--- What you have to do ---
Render each line of the material below as an item in a numbered list, and leave out the blank lines.

--- Data lines ---
* * * * *
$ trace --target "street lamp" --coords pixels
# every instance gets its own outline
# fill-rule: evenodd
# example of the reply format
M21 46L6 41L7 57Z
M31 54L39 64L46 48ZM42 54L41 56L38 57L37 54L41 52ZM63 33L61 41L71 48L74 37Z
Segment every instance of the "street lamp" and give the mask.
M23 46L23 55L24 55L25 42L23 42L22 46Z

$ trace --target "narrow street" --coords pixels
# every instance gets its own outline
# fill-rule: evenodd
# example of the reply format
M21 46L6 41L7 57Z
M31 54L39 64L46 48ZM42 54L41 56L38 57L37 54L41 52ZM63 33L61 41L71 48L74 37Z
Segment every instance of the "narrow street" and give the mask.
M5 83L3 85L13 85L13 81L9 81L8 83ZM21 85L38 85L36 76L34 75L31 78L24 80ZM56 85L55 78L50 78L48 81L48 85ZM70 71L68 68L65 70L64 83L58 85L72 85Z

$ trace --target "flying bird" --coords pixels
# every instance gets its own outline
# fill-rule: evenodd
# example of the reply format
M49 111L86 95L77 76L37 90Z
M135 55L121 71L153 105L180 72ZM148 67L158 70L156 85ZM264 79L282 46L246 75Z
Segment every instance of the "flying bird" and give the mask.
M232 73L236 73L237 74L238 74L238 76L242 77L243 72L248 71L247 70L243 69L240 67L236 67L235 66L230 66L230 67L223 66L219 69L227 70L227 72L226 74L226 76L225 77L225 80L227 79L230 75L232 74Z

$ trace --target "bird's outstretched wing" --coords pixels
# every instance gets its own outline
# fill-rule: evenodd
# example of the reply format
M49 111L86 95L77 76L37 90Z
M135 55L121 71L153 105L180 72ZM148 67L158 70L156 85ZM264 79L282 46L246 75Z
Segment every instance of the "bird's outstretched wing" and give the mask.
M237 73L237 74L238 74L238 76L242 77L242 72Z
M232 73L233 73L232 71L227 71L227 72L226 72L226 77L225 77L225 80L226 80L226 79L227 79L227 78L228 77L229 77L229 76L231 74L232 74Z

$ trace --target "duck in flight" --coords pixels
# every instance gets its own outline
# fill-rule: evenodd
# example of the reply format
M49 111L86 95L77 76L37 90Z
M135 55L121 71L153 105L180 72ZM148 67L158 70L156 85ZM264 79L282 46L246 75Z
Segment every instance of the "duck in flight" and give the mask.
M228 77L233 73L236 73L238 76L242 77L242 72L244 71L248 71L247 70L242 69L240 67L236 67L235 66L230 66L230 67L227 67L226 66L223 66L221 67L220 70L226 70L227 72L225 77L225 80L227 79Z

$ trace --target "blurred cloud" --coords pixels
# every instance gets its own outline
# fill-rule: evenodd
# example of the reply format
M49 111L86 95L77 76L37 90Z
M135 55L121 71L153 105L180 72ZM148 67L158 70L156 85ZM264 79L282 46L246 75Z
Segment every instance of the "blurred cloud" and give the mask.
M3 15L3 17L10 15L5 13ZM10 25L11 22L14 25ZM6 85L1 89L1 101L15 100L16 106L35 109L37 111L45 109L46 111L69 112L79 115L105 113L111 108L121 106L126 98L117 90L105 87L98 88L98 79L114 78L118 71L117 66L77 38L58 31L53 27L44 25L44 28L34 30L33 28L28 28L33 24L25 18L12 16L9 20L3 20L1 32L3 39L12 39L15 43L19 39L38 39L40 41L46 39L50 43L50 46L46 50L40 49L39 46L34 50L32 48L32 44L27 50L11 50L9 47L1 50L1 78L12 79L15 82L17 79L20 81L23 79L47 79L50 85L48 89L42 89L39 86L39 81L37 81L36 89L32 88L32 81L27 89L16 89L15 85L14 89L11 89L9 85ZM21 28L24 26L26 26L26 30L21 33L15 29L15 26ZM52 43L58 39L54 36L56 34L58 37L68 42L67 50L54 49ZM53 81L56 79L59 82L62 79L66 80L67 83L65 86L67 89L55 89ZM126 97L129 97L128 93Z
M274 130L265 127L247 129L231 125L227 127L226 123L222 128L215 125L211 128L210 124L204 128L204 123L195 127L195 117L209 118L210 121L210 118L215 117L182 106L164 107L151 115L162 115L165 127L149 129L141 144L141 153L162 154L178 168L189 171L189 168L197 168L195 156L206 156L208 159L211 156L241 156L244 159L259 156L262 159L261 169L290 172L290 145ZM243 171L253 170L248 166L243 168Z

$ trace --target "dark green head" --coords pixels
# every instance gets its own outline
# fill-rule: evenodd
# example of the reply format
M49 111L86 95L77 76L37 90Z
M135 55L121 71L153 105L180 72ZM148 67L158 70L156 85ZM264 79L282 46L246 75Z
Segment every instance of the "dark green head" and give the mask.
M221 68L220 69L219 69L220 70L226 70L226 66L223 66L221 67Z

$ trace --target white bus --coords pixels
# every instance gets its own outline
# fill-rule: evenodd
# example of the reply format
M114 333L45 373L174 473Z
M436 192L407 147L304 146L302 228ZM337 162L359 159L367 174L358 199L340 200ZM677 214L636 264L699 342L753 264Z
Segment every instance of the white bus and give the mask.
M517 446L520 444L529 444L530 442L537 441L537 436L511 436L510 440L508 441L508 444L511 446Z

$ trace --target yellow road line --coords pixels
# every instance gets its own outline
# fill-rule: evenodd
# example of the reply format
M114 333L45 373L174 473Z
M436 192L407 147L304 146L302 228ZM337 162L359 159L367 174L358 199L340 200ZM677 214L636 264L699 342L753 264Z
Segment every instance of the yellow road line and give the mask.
* * * * *
--- Output for this task ---
1. $ trace --target "street lamp" --coords pixels
2. # every instance gets its own outline
3. # fill-rule: evenodd
4. # example of the reply format
5. M21 46L6 41L7 57Z
6. M31 54L39 64L46 48ZM42 54L41 56L38 57L37 54L41 52ZM63 33L61 41L71 48L74 37Z
7. Segment every instance of the "street lamp" and give the mask.
8. M23 46L23 55L24 55L25 42L23 42L22 46Z
9. $ trace --target "narrow street" --coords pixels
10. # every instance gets its own outline
11. # fill-rule: evenodd
12. # example of the reply format
13. M21 46L6 41L7 57Z
14. M31 54L39 64L46 48ZM42 54L41 56L38 57L37 54L41 52ZM63 33L61 41L71 48L74 37Z
15. Segment every instance of the "narrow street" and give the mask.
16. M5 83L3 85L13 85L13 81L9 81L8 83ZM21 85L38 85L36 76L34 75L31 78L24 80ZM56 85L55 78L50 78L48 81L48 85ZM70 71L68 68L65 70L64 83L58 85L72 85Z
17. $ trace --target "flying bird" --coords pixels
18. # every instance gets its own outline
19. # fill-rule: evenodd
20. # example of the reply format
21. M49 111L86 95L77 76L37 90Z
22. M135 55L121 71L153 105L180 72ZM148 67L158 70L156 85ZM264 79L282 46L246 75Z
23. Segment every instance of the "flying bird" and give the mask.
24. M232 73L236 73L237 74L238 74L238 76L242 77L243 72L248 71L247 70L243 69L240 67L236 67L235 66L230 66L230 67L223 66L219 69L227 70L227 72L226 74L226 76L225 77L225 80L227 79L230 75L232 74Z
25. $ trace --target "bird's outstretched wing" --coords pixels
26. # every instance gets its own outline
27. # fill-rule: evenodd
28. # example of the reply format
29. M49 111L86 95L77 76L37 90Z
30. M135 55L121 71L153 105L180 72ZM148 67L158 70L156 85ZM264 79L282 46L246 75Z
31. Segment every instance of the "bird's outstretched wing" and give the mask.
32. M237 73L237 74L238 74L238 76L242 77L242 72Z
33. M232 73L233 73L232 71L227 71L227 72L226 72L226 77L225 77L225 80L226 80L226 79L227 79L227 78L228 77L229 77L229 76L231 74L232 74Z
34. $ trace --target "duck in flight" --coords pixels
35. # every instance gets its own outline
36. # fill-rule: evenodd
37. # example of the reply format
38. M49 111L86 95L77 76L37 90Z
39. M135 55L121 71L153 105L180 72ZM148 67L158 70L156 85ZM264 79L282 46L246 75Z
40. Segment every instance of the "duck in flight" and give the mask.
41. M228 77L233 73L236 73L238 76L242 77L242 72L244 71L248 71L247 70L242 69L240 67L236 67L235 66L230 66L230 67L227 67L226 66L223 66L221 67L220 70L226 70L227 72L225 77L225 80L227 79Z
42. $ trace --target "blurred cloud" --coords pixels
43. # every instance gets its own outline
44. # fill-rule: evenodd
45. # example of the reply format
46. M49 111L86 95L77 76L37 90Z
47. M135 55L121 71L153 105L180 72ZM148 67L158 70L156 85ZM264 79L282 46L246 75Z
48. Segment every instance of the "blurred cloud" and give the mask.
49. M3 15L3 17L10 15L5 13ZM10 25L11 22L14 25ZM6 85L1 89L1 101L15 100L16 106L35 109L37 111L45 109L46 111L69 112L79 115L105 113L111 108L121 106L126 98L117 90L105 87L98 88L98 79L114 78L118 71L117 66L77 38L58 31L53 27L44 25L44 28L34 30L33 28L28 28L33 24L25 18L12 16L9 20L3 20L1 32L3 39L12 39L15 43L19 39L38 39L40 41L46 39L50 43L50 46L46 50L40 49L39 46L34 50L32 48L32 44L27 50L11 50L9 47L1 50L1 78L12 79L15 82L17 79L20 81L23 79L47 79L50 85L48 89L42 89L39 86L39 81L37 81L36 89L32 88L32 81L27 89L16 89L15 85L14 89L11 89L9 85ZM21 28L24 26L26 26L26 30L21 33L15 29L15 26ZM52 43L58 39L54 36L56 34L58 37L68 42L67 50L54 49ZM53 81L56 79L59 82L62 79L66 80L67 83L65 86L67 89L55 89ZM126 97L129 97L128 93Z
50. M274 130L265 127L247 129L231 125L227 127L226 123L222 128L215 125L211 128L210 124L204 128L204 123L195 127L195 117L209 118L210 121L210 118L215 117L182 106L164 107L151 115L162 115L165 127L149 129L141 144L141 153L162 154L178 168L189 171L189 168L197 168L195 156L206 156L208 159L211 156L241 156L244 159L259 156L262 159L261 169L290 172L290 145ZM243 171L253 170L248 166L243 168Z
51. $ trace --target "dark green head" --coords pixels
52. # every instance gets its own outline
53. # fill-rule: evenodd
54. # example of the reply format
55. M49 111L86 95L77 76L37 90Z
56. M135 55L121 71L153 105L180 72ZM148 67L158 70L156 85ZM264 79L282 46L246 75Z
57. Segment every instance of the "dark green head" and give the mask.
58. M221 68L220 69L219 69L220 70L226 70L226 66L223 66L221 67Z
59. $ trace --target white bus --coords pixels
60. # every instance gets its own outline
61. # fill-rule: evenodd
62. # example of the reply format
63. M114 333L45 373L174 473Z
64. M436 192L407 147L304 146L302 228ZM337 162L359 159L367 174L358 199L340 200ZM677 214L636 264L699 342L753 264Z
65. Segment every instance of the white bus and give the mask.
66. M517 446L520 444L529 444L530 442L537 441L537 436L511 436L510 440L508 441L508 444L511 446Z
67. $ trace --target yellow road line --coords pixels
68. # every instance gets its own outline
69. # fill-rule: evenodd
70. # example of the reply format
71. M114 333L45 373L174 473Z
72. M436 192L407 147L304 146L302 228ZM337 162L359 159L367 174L358 199L340 200ZM677 214L636 264L699 342L753 264Z
73. Segment every instance of the yellow road line and give the mask.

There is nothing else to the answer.